(Items listed in a dataset)
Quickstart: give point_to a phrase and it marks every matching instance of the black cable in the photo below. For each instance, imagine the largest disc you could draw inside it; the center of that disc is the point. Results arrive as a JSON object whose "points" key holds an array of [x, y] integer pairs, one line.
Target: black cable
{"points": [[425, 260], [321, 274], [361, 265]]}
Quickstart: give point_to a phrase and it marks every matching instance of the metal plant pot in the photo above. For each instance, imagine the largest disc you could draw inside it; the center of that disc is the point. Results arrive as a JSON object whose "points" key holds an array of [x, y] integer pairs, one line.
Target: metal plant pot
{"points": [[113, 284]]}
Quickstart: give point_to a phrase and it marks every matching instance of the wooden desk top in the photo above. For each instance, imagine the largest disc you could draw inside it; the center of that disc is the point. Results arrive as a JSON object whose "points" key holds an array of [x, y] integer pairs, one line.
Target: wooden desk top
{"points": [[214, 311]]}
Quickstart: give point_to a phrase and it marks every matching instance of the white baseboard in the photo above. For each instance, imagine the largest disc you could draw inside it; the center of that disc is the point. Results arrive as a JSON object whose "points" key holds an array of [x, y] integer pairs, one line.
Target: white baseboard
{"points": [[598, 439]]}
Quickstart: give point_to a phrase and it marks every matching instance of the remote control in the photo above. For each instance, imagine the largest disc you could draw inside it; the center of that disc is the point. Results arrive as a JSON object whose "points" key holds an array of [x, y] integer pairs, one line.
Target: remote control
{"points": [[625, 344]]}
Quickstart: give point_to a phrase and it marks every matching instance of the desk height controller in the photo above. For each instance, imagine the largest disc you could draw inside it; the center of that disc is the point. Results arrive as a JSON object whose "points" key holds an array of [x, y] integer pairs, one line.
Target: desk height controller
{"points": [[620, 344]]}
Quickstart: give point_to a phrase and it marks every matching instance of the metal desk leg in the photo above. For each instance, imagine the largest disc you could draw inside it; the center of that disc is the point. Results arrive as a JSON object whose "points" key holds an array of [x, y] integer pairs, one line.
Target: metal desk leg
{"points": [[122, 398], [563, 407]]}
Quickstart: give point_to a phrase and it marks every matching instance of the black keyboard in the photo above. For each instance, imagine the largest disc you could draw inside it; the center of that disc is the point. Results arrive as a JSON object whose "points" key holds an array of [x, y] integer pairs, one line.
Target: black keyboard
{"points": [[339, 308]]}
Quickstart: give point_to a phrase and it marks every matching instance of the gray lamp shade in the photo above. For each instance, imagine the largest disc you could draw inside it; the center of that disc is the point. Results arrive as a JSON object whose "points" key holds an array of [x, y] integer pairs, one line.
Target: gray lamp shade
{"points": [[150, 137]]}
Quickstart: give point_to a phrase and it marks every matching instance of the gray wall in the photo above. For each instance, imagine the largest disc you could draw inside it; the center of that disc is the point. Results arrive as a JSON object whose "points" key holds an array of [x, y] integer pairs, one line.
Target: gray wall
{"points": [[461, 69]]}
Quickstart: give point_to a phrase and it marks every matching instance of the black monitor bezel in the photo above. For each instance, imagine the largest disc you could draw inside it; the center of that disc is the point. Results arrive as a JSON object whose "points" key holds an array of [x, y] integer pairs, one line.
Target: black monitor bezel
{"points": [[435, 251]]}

---

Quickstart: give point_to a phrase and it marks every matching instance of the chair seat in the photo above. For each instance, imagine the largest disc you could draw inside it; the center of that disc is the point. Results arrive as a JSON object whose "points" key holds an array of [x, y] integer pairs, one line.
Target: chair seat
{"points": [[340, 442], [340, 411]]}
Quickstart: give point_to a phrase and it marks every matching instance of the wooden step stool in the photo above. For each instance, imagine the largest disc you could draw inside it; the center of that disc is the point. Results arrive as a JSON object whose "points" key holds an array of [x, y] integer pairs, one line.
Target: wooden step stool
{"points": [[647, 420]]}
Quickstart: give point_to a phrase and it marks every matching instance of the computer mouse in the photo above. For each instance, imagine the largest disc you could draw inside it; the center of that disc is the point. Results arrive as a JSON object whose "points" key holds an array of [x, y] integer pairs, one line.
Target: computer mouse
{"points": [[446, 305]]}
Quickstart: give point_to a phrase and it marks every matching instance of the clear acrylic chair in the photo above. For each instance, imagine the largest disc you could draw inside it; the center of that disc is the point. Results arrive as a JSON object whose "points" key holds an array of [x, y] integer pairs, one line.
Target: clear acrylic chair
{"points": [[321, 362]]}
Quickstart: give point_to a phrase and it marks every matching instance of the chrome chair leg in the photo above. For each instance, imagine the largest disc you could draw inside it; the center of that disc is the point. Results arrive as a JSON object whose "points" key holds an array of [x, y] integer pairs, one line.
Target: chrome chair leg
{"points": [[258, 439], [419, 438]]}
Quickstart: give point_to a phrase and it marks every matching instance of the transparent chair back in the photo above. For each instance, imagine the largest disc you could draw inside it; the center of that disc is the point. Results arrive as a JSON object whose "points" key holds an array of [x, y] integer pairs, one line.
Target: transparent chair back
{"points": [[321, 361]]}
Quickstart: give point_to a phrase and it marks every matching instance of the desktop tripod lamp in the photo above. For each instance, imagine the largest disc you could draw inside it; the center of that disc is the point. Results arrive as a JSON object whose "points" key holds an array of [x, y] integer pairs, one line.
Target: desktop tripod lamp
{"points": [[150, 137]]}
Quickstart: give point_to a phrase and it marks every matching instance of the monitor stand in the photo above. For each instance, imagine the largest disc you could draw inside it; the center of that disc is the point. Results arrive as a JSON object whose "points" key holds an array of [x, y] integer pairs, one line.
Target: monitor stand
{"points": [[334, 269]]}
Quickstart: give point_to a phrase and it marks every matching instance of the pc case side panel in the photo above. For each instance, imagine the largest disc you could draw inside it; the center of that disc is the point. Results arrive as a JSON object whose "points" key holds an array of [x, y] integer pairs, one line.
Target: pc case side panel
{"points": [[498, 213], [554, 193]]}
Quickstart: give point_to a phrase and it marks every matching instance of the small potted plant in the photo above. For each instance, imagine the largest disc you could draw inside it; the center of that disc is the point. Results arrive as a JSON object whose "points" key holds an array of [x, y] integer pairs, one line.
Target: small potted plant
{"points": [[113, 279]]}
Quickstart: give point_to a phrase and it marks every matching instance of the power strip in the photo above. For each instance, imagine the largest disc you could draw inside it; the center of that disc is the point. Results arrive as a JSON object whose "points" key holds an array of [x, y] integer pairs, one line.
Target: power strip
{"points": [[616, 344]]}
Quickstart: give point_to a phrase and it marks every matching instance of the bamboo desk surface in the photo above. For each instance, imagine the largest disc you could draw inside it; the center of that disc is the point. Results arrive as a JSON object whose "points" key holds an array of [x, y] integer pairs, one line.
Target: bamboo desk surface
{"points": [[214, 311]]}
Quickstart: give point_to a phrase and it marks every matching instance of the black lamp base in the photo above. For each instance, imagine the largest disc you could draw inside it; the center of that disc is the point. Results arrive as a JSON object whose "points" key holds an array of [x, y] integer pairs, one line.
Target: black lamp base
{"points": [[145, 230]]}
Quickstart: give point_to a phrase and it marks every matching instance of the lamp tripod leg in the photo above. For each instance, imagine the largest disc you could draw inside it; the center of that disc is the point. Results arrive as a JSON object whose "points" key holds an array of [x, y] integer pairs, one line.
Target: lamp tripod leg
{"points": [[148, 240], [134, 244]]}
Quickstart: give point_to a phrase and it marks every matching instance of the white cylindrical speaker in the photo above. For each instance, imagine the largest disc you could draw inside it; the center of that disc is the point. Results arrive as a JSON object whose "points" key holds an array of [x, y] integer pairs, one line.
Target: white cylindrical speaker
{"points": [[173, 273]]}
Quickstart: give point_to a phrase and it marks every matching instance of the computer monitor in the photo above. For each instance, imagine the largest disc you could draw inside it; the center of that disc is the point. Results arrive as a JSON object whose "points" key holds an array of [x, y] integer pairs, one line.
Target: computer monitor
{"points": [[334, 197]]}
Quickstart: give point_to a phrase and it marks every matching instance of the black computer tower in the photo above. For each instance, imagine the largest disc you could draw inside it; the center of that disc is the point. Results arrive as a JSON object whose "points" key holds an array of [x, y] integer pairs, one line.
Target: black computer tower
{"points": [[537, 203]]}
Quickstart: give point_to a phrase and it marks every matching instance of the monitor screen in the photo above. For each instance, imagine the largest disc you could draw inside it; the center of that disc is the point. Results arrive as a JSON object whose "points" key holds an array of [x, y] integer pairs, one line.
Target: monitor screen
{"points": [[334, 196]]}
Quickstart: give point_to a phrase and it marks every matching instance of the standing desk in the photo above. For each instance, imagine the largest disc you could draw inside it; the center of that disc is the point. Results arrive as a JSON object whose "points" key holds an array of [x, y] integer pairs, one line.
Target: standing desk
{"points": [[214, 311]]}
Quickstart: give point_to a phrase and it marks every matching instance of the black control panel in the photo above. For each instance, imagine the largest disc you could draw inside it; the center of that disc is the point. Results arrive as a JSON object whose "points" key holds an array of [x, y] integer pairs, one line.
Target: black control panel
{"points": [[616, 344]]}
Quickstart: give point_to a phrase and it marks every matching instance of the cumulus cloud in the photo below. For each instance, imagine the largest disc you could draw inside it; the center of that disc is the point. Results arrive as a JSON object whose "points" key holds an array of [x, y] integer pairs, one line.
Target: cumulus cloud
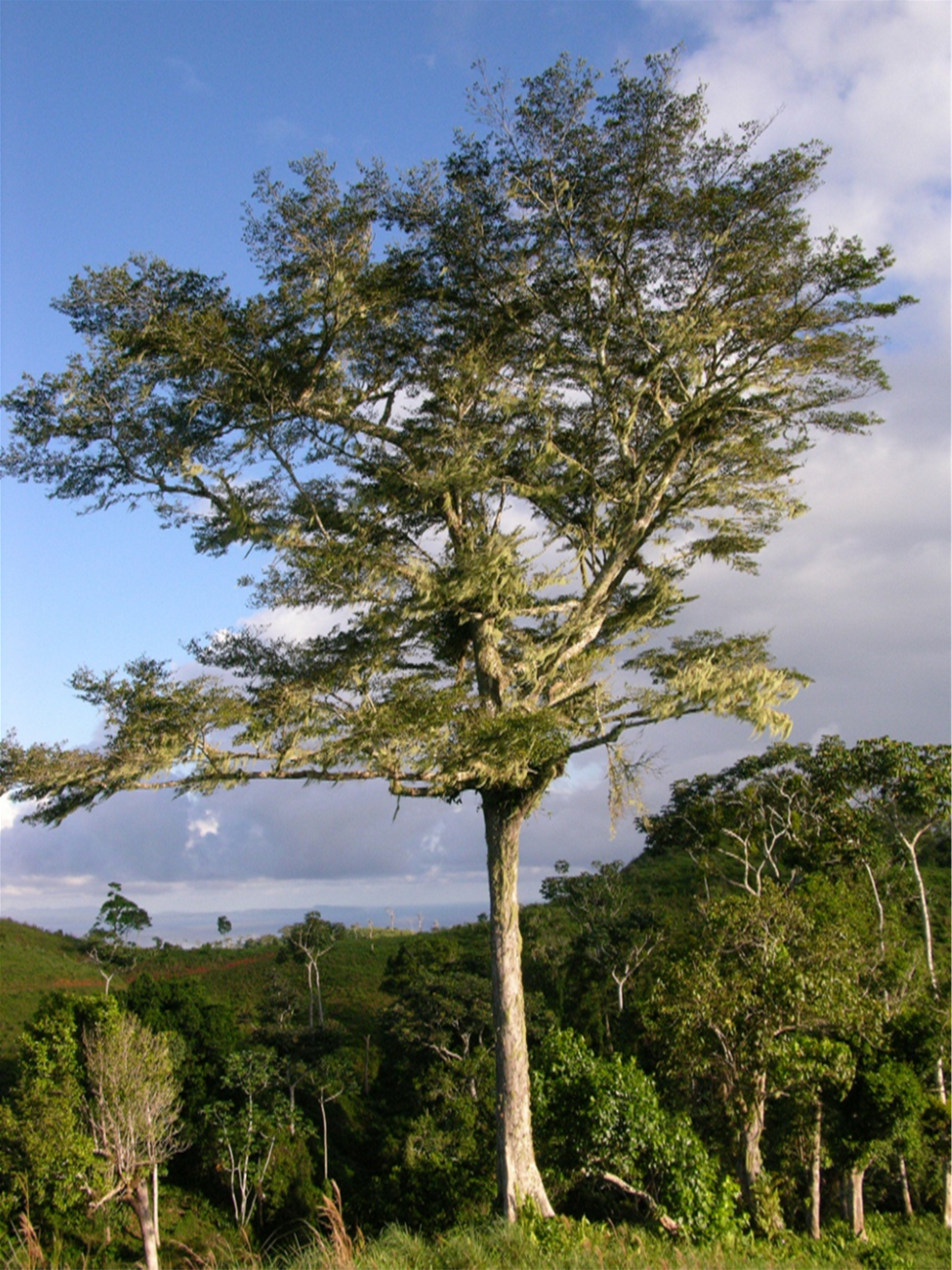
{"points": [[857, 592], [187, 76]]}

* * *

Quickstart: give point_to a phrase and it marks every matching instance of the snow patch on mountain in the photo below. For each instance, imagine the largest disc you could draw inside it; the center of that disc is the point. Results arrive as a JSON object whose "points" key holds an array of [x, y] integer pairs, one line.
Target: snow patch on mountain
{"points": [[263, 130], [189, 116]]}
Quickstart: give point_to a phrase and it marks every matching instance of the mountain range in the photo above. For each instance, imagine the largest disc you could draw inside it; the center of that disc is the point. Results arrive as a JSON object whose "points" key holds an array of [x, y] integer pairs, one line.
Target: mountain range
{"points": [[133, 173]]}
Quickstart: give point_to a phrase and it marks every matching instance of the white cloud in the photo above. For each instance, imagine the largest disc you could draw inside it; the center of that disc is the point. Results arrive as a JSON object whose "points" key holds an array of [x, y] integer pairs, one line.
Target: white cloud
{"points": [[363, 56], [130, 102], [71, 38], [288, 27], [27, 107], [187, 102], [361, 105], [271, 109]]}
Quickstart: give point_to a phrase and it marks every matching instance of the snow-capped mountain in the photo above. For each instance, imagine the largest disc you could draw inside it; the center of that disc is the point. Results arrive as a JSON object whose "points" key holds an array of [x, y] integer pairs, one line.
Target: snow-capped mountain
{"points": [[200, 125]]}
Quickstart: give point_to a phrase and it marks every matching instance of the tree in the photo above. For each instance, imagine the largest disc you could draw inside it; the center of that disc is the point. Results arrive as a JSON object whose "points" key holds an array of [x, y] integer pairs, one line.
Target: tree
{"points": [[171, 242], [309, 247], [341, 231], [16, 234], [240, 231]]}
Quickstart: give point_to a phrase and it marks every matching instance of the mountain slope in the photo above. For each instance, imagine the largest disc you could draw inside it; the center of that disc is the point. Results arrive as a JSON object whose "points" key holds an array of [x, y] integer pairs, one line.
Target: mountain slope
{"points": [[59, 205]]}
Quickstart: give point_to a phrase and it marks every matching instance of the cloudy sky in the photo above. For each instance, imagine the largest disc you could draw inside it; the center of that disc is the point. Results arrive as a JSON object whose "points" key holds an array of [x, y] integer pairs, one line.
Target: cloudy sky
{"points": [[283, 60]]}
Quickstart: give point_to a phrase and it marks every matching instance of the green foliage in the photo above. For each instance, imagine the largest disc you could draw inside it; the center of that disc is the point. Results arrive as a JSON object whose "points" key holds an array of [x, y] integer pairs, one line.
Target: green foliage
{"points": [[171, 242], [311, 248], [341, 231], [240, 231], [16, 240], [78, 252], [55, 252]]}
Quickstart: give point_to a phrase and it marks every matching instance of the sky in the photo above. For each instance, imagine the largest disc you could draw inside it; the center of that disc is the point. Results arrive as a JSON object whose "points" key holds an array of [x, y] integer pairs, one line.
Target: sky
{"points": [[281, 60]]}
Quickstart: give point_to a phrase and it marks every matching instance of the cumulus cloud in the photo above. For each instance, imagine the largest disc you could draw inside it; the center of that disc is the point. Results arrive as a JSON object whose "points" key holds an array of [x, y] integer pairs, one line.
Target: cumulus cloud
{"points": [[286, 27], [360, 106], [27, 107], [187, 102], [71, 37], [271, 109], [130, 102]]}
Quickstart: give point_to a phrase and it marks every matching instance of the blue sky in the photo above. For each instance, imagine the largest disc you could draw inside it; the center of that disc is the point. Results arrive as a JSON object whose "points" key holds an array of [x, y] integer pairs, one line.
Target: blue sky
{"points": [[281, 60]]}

What the task requires: Scan the data above for the word "below", then copy every line that holds it.

Exercise result:
Quickstart: give point_to a phrase and it marks every matching instance of the black cable in the photo below. For each instance, imagine the largest disc you could draw inside it; the center of that disc is the point. Results arrive as a JSON object whose "points" key holds an array of [x, y] integer pairs, one line.
Quickstart: give point_to a phrase and it marks every matching instance of the cumulus cloud in the photo below. For each instance, imagine the largest disc you could draw inside it; the center of that disc is the point. Results arrive as a JSON object whose "points" key holds an array of [x, y] integer pairs, one line.
Quickstart: give point_to a phrase and it marks every matching instance of the snow patch on mountain in the photo below. For each instance, imagine the largest disc you could draw inside it; the center of that disc is the point. Results arrive as a JSON object whose "points" key holds an array of [x, y] integer pairs, one line.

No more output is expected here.